Task brief: In the entries below, recast as a numbered list only the lines from the one containing "[locate] bathroom vanity" up to and including the one containing "[locate] window reflection", leaving out any blank lines.

Raw data:

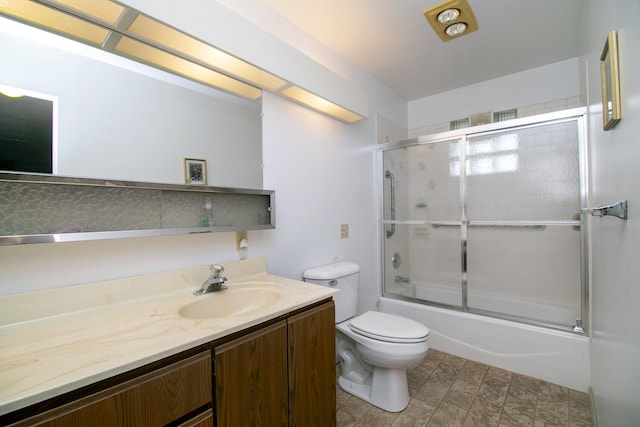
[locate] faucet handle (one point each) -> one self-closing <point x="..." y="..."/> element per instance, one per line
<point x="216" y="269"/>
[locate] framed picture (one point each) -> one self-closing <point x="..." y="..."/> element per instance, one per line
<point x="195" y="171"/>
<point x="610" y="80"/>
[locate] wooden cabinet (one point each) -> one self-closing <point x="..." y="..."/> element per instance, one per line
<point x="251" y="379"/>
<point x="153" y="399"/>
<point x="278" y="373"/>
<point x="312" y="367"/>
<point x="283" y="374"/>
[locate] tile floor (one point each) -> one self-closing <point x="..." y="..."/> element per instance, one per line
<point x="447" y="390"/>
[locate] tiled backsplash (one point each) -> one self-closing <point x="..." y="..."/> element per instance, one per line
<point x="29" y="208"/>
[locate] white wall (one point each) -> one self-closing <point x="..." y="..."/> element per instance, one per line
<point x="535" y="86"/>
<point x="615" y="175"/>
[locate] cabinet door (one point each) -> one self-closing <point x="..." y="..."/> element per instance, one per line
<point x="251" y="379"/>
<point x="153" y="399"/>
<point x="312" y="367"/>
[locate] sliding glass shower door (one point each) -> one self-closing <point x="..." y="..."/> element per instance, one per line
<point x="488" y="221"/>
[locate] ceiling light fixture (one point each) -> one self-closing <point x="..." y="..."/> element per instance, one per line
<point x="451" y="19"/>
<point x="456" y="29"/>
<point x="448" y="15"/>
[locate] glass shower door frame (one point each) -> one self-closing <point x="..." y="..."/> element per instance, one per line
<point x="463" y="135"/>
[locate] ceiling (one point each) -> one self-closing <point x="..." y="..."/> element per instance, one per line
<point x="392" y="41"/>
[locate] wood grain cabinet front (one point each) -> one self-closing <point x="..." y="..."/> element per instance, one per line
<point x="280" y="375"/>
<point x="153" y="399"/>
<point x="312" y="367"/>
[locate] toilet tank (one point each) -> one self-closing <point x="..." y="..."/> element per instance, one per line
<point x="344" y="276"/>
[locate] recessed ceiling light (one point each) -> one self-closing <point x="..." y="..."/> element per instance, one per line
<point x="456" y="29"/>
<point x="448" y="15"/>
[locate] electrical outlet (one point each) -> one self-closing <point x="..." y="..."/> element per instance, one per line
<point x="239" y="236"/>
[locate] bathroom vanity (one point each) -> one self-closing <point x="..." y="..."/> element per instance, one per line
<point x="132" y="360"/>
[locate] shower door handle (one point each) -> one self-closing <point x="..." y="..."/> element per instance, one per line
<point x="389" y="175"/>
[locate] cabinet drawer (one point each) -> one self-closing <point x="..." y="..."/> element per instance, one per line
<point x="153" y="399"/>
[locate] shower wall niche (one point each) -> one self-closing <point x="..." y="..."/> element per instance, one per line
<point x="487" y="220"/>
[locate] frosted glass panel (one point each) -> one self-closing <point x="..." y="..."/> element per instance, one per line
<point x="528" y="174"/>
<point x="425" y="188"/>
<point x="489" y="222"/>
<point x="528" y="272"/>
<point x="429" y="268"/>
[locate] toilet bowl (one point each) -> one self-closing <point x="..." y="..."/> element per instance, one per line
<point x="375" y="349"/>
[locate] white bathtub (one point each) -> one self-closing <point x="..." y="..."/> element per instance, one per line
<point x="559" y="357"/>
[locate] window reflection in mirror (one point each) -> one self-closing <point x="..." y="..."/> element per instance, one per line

==

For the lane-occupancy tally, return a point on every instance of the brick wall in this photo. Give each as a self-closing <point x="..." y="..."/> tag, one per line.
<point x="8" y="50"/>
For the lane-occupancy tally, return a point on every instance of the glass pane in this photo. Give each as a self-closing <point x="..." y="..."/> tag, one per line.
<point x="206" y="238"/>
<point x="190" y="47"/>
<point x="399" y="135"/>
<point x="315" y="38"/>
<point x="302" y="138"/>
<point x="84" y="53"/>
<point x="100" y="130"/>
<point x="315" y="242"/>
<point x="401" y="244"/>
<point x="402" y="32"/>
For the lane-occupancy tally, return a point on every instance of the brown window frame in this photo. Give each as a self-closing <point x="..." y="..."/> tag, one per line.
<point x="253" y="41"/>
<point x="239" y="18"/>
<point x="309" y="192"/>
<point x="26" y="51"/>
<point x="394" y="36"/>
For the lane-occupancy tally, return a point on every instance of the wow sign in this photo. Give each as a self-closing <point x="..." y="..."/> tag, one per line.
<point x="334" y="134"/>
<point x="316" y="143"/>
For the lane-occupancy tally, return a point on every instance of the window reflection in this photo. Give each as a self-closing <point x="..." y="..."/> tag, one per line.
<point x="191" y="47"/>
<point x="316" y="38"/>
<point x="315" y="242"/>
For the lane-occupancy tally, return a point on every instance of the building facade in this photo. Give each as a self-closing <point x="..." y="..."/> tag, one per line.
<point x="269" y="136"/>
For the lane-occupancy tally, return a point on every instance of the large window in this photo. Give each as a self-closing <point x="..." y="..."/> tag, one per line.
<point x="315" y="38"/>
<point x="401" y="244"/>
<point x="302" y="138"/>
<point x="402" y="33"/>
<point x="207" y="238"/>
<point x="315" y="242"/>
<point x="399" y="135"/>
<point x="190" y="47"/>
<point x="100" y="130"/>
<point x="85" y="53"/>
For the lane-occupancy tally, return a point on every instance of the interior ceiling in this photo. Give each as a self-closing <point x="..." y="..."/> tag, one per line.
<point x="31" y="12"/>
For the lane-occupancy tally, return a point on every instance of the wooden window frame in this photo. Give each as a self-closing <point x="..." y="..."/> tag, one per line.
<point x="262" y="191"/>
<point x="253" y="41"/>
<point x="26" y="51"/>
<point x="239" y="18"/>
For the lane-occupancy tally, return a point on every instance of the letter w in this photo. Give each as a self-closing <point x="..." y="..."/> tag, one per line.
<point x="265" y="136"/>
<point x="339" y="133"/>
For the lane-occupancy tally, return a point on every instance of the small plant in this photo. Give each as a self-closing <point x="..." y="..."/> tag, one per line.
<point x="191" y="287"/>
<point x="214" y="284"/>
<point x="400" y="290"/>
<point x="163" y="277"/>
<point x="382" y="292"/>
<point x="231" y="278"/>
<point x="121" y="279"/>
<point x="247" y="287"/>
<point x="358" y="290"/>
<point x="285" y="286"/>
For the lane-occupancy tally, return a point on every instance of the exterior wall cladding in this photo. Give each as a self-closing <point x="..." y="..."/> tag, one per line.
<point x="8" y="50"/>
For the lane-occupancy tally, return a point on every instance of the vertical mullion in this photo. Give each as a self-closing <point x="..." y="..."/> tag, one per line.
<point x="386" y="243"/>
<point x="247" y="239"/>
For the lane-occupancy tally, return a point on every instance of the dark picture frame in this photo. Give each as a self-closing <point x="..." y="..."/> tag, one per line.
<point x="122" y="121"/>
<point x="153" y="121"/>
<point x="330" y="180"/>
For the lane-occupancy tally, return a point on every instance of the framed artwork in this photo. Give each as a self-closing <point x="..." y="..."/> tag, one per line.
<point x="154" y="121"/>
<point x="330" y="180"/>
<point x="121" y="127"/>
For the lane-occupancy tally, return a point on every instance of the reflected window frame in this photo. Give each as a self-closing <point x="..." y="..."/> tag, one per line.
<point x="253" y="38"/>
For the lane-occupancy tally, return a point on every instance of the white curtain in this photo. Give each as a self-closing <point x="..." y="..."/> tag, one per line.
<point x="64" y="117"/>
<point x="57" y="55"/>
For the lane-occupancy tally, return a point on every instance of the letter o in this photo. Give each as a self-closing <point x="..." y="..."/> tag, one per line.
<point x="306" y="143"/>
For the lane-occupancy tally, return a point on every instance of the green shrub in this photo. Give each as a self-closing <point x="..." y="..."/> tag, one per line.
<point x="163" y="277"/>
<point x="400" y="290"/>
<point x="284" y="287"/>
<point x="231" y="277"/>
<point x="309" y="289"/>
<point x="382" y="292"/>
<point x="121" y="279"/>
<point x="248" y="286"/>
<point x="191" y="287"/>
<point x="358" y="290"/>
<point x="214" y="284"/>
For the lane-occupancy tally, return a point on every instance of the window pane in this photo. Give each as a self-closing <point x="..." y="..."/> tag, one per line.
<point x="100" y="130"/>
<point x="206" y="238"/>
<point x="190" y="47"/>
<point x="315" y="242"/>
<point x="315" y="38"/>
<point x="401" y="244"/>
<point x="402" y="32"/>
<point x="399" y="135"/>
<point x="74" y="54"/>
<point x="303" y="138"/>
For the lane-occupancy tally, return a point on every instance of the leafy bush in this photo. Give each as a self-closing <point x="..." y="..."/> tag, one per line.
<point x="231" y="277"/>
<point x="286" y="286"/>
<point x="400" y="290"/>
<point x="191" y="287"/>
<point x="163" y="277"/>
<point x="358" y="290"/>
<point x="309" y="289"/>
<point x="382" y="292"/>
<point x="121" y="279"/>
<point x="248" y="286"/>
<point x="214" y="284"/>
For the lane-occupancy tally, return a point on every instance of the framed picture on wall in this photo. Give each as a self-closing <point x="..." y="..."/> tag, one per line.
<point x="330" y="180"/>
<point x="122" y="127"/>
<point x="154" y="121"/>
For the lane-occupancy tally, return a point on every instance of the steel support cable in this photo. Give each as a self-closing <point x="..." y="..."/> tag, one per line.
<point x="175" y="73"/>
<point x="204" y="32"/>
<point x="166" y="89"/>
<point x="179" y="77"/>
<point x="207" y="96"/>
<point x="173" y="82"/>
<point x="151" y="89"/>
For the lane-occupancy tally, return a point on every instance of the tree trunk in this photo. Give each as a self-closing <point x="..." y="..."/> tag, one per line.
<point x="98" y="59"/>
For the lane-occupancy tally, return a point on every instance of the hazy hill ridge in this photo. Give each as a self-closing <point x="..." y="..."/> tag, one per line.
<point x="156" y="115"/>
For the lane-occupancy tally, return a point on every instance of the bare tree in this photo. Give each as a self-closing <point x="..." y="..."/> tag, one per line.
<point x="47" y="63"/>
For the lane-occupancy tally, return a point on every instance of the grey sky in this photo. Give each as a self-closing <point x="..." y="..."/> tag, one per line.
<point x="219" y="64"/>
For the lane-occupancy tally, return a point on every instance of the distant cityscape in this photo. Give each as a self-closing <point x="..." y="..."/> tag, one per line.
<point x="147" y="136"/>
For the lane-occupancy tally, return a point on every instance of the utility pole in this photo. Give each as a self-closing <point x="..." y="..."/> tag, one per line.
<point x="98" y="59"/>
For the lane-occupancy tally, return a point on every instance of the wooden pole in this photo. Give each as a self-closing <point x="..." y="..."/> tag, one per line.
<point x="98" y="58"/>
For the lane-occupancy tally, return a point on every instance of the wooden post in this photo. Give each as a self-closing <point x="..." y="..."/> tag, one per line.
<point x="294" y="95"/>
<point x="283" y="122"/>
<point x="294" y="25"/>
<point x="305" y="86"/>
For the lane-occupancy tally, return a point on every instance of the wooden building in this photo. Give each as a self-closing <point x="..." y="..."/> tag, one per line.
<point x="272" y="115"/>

Reply:
1. [locate] bathroom vanity (one point each) -> one self-closing <point x="..." y="..."/> element per instance, one per line
2. <point x="132" y="360"/>
3. [locate] shower door handle (one point each) -> one self-closing <point x="..." y="..."/> element per instance, one per line
4. <point x="389" y="175"/>
5. [locate] cabinet drawer (one point each) -> one self-closing <point x="..." y="..."/> element per instance, one per line
6. <point x="153" y="399"/>
7. [locate] shower wall niche (one point each) -> one self-closing <point x="..." y="..."/> element per instance, one per line
8. <point x="487" y="220"/>
9. [locate] frosted glass panel (one point each) -> one self-closing <point x="..." y="..."/> element per instance, one per line
10. <point x="528" y="174"/>
11. <point x="425" y="188"/>
12. <point x="489" y="222"/>
13. <point x="528" y="272"/>
14. <point x="429" y="268"/>
15. [locate] toilet bowl (one point each) -> one self-closing <point x="..." y="..."/> element per instance, one per line
16. <point x="375" y="349"/>
17. [locate] white bathtub (one point each) -> one self-closing <point x="..." y="..."/> element per instance, one per line
18. <point x="559" y="357"/>
19. [locate] window reflection in mirror (one point each) -> one self-closing <point x="..." y="..."/> element per instance, one per line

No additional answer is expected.